> **Source document**:
Written for friends who no longer wish to be ‘Hong Kongers’…

Kennedy Wong

September 19, 2025

The English version is a rough translation of the original Chinese text, meant for English readers. Please excuse any wording that may sound a bit unusual.

We live in a society full of strangers, marked by many differences among us. On social media, bitter emotions such as fear, anger, rivalry, jealousy, irritation, factionalism, and conflict are overflowing.

What social media seeks is the instant reaction of its users (the “attention economy”). In this sphere, joy, peace, care, comfort, and mutual understanding—those qualities that allow us to sense each other’s humanity—seem to be gradually disappearing.

No, in fact we can still feel one another, but often only when there is a common enemy. In 2019, the enemy seemed clear. Were Hong Kongers merely a “community of resistance”? In 2025, in the search for friends, have we instead treated former companions as enemies, fighting to the death? Those once “unacceptable brands” seem to have returned to daily life.

“Friend or foe, people cannot gather together; positions have shifted, and everyone has their own teammates.” (from Best Frenemy by Wyman Wong)

Are we still relying on the energy of negative emotions to search for new forms of commonality?

A careful look at social media reveals it clearly: fear, hatred, and bitterness are coming to define Hong Kongers.

This semester I am teaching classical sociological theory, rereading Marx and Durkheim. Though I haven’t yet returned to Weber, I already have many reflections.

Marx said that in a capitalist society, capitalists use money to purchase commodities as investments to gain more money. This is the so-called feeling of “financial freedom” enjoyed by the successful.

By contrast, the poor can only keep selling their own labor as a “commodity,” in exchange for a bit of money, which they then spend on the necessities of daily life. The feeling is like playing a survival game simply to stay alive.

So today, in the attention economy of social media, who are the capitalists? Who are the working class? When money and attention are directly linked, our emotional reactions as users become the “currency” of social media. These ever-expanding negative emotions propel us into a cycle of “fear → seeking an echo chamber → more fear.”

As for content creators, they rely on their existing followers to build echo-chamber structures, treating current attention as the fuel that burns emotions, which in turn brings greater response and more attention. Who can resist this law of attraction?

> **Record extracts**:
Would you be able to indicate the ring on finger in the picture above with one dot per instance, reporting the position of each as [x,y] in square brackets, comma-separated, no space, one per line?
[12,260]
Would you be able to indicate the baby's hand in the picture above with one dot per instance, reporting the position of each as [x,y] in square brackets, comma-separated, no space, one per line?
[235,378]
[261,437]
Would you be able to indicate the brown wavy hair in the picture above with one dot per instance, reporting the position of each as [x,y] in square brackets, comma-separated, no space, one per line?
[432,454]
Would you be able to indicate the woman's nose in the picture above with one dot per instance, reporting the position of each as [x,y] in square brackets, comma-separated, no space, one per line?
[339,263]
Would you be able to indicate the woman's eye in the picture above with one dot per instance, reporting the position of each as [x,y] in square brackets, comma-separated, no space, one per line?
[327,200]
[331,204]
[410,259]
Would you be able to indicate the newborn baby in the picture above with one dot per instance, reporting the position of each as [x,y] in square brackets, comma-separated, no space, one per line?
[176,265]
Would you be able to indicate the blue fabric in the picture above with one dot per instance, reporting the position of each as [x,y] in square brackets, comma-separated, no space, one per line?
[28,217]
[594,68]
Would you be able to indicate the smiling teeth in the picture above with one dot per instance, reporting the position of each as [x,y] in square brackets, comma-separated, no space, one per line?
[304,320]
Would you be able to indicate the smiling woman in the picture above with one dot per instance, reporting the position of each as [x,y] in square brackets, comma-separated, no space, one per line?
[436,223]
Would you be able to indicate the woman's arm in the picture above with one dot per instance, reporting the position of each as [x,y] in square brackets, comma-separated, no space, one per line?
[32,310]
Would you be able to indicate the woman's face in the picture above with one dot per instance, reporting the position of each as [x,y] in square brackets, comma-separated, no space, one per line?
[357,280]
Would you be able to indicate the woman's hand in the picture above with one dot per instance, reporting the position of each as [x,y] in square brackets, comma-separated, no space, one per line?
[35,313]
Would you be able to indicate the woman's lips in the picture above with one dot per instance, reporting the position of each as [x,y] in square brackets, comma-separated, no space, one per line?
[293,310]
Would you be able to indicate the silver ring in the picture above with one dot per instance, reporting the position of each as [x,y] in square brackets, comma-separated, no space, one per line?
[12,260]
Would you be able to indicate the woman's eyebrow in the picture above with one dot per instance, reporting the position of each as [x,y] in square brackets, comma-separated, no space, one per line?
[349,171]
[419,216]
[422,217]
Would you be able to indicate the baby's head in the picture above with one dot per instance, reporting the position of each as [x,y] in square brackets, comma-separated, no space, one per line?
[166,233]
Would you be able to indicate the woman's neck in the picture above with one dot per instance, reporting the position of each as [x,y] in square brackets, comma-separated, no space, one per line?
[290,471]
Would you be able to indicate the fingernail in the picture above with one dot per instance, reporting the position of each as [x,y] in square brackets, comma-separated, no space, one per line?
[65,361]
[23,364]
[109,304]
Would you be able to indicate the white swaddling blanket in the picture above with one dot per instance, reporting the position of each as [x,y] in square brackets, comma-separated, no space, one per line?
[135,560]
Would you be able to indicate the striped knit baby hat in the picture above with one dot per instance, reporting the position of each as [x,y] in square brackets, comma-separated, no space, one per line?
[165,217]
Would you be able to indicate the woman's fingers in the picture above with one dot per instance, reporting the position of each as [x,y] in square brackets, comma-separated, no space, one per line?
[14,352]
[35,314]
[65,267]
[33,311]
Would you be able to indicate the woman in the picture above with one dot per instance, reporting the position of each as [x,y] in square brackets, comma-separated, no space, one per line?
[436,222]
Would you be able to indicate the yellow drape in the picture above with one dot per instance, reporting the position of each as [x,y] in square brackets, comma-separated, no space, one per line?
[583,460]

> **The exercise**: Extract from the essay on Hong Kongers and social media the passage starting at "This semester I" and ending at "to stay alive.".

> **Full output**:
This semester I am teaching classical sociological theory, rereading Marx and Durkheim. Though I haven’t yet returned to Weber, I already have many reflections.

Marx said that in a capitalist society, capitalists use money to purchase commodities as investments to gain more money. This is the so-called feeling of “financial freedom” enjoyed by the successful.

By contrast, the poor can only keep selling their own labor as a “commodity,” in exchange for a bit of money, which they then spend on the necessities of daily life. The feeling is like playing a survival game simply to stay alive.